**Records provided**.

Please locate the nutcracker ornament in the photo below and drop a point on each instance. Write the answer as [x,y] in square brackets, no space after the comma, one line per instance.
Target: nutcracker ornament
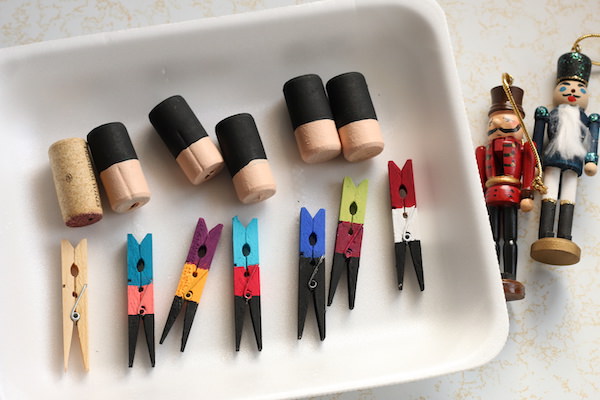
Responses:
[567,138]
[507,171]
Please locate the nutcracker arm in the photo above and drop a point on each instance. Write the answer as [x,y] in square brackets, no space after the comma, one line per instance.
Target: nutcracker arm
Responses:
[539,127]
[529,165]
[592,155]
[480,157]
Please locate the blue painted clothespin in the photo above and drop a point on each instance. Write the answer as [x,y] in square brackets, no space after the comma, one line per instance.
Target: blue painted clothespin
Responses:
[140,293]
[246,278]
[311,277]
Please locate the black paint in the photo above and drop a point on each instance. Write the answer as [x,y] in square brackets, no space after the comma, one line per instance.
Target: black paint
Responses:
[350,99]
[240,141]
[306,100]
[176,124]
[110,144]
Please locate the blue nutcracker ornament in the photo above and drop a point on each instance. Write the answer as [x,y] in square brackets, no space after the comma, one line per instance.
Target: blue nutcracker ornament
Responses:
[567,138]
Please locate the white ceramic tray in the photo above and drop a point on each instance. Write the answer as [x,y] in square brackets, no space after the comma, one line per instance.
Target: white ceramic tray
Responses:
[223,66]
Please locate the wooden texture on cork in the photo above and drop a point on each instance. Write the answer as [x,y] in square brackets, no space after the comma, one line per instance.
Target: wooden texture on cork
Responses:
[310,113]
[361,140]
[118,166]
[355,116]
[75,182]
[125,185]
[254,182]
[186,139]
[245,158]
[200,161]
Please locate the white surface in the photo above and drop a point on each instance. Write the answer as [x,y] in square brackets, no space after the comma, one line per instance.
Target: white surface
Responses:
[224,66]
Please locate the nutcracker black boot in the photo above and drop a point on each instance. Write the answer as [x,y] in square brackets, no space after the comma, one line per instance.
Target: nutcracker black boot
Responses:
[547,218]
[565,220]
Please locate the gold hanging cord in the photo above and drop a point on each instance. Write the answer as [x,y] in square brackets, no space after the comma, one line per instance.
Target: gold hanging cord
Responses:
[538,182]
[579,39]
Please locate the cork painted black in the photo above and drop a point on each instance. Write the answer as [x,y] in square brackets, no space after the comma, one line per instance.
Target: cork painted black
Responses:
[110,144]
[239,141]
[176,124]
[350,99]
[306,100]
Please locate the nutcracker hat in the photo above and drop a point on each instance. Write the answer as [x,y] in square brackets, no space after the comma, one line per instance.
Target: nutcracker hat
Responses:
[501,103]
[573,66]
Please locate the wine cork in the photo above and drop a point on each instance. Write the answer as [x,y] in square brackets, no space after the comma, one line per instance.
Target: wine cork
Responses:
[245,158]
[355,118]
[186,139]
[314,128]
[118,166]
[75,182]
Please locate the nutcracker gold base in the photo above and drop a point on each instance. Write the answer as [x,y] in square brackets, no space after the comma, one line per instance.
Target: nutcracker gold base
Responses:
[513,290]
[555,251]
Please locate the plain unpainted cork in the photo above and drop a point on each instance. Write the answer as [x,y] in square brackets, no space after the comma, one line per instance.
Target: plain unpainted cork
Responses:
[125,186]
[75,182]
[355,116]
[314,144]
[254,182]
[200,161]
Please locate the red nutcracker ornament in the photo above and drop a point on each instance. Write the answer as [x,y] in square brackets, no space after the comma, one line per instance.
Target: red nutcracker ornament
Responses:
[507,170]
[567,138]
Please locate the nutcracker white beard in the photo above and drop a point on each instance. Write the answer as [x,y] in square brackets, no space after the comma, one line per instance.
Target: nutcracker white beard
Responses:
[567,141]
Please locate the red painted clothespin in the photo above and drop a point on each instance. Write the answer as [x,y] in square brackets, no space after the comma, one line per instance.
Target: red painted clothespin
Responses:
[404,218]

---

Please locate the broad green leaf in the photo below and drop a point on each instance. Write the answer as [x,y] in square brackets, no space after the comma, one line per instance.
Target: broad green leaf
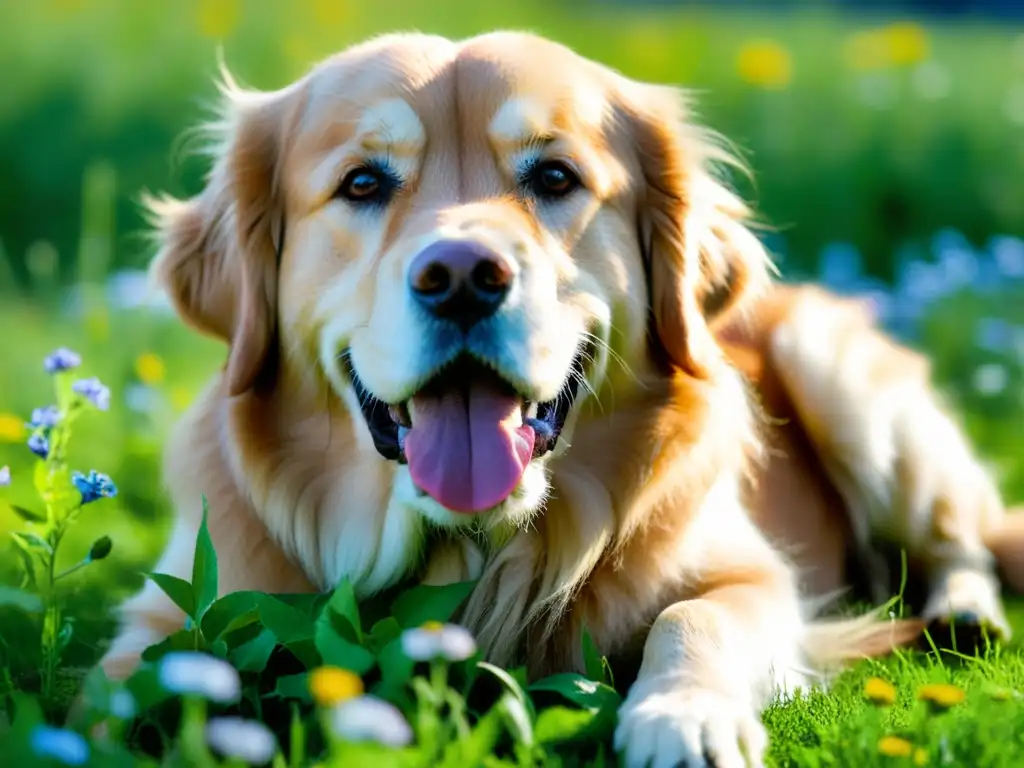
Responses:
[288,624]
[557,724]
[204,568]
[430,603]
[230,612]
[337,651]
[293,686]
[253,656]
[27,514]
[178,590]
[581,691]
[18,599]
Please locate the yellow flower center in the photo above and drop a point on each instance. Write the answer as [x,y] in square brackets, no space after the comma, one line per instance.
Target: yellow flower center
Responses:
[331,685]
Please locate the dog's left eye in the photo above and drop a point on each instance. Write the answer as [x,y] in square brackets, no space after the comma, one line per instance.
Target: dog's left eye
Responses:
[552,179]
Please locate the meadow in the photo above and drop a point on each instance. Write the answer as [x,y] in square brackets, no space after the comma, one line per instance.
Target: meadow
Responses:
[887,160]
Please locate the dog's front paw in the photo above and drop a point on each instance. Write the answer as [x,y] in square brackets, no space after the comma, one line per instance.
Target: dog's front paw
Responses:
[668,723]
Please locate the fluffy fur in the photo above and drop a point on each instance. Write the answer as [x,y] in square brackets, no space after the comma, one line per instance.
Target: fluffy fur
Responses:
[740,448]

**Aim of the exercise**. Collect every line of the data above that contains the string "hanging" and copy each one in full. Matching is case-sensitive.

**Output below**.
Please locate the gold hanging cord in the photo above and drop a point on each instance. Write the answer as [x,y] in square brackets, no space after the comma, one line per instance.
Target: gold hanging cord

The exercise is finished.